PROBLEMS TO SOLVE:
1. Translate this sentence from the passage on the networking protocol into Spanish: "This behavior makes the system robust under extremely high packet loss."
2. According to the passage on the networking protocol, about what data rate can the modified protocol reliably transfer?
3. Summarize the passage on the networking protocol in two sentences.

By using this protocol, we know when updates didn’t make it. If an update was lost, we revert the corresponding macroblock in the client frame to its state before that update was sent. Then the error metric will automatically reprioritize the macroblock for transmission. In the event that we have a newer update “in flight”, we ignore the failure – if the newer update makes it, the problem is resolved, and if it does not, it will cause a retransmission of the macroblock.


In other words, we only resend data when absolutely necessary, and only in the right order relative to other updates. This behavior makes the system robust under extremely high packet loss. You might not get full frames if on a bad connection, but you will see some changes, and eventually your view will become fully correct if a) the scene is static long enough or b) the network recovers.


The protocol, being designed for the high latency modem connections of the late 90s, handles latencies as high as 1000ms without an issue. Of course, the other end sees frames later, but they see them as soon as physically possible. There is no penalty beyond the time spent waiting on the data to get there.

We had to modify the protocol to support higher data rates, as it was originally optimized for connection speeds around 10kB/sec. With our changes, it can reliably transfer data at around 8 megabits/sec. Higher speeds are possible, but as you will see in the last post of this series, largely unnecessary.

Master & Arranged Connections

One benefit of using a game networking protocol is that it has robust support for NAT traversal. By running a light weight master server, we can track many thousands of clients on very modest hardware and make arranged connections that bypass most firewalls.

EXTRACTED MATERIAL:
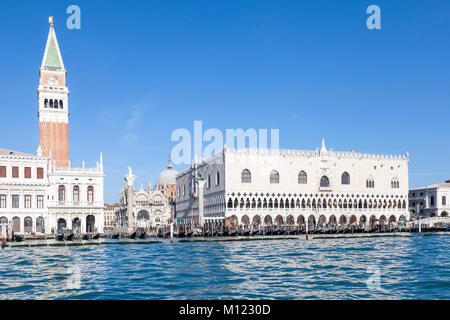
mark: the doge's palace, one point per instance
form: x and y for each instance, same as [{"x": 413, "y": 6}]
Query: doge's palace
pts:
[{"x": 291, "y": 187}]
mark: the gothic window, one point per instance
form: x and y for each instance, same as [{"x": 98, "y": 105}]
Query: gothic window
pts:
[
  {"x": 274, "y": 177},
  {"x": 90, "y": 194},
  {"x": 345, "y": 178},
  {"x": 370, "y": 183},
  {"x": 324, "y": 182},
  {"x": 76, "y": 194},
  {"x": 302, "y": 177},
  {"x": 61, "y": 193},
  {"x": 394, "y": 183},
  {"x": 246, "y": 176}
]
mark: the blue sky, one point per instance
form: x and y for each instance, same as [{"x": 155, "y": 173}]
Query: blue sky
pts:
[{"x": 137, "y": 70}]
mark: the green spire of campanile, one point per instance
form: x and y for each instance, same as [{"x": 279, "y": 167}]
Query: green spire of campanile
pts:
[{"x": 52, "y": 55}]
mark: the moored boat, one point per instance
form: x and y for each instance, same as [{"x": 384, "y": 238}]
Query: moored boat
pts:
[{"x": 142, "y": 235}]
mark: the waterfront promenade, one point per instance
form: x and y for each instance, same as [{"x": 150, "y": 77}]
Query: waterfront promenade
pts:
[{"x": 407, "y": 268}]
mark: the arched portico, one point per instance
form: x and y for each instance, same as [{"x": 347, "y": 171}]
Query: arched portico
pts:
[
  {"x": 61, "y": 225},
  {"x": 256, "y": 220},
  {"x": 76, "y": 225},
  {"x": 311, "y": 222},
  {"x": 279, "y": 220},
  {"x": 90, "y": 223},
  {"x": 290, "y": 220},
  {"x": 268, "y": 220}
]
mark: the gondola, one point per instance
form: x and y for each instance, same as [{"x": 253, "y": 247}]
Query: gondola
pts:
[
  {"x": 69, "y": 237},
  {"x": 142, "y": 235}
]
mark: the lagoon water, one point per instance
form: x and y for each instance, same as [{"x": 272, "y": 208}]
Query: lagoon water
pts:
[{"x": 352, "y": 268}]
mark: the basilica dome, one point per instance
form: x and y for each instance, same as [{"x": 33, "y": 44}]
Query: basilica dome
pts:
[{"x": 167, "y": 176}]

RESULTS FOR THE EXERCISE:
1. Este comportamiento hace que el sistema sea robusto ante una pérdida de paquetes extremadamente alta.

2. Around 8 megabits/sec.

3. The protocol detects lost updates and reverts the affected macroblocks so the error metric reprioritizes them, resending data only when necessary, which keeps the system robust under extremely high packet loss and latencies as high as 1000ms. It was modified to transfer data reliably at around 8 megabits/sec, and a lightweight master server supports NAT traversal by tracking many thousands of clients and arranging connections that bypass most firewalls.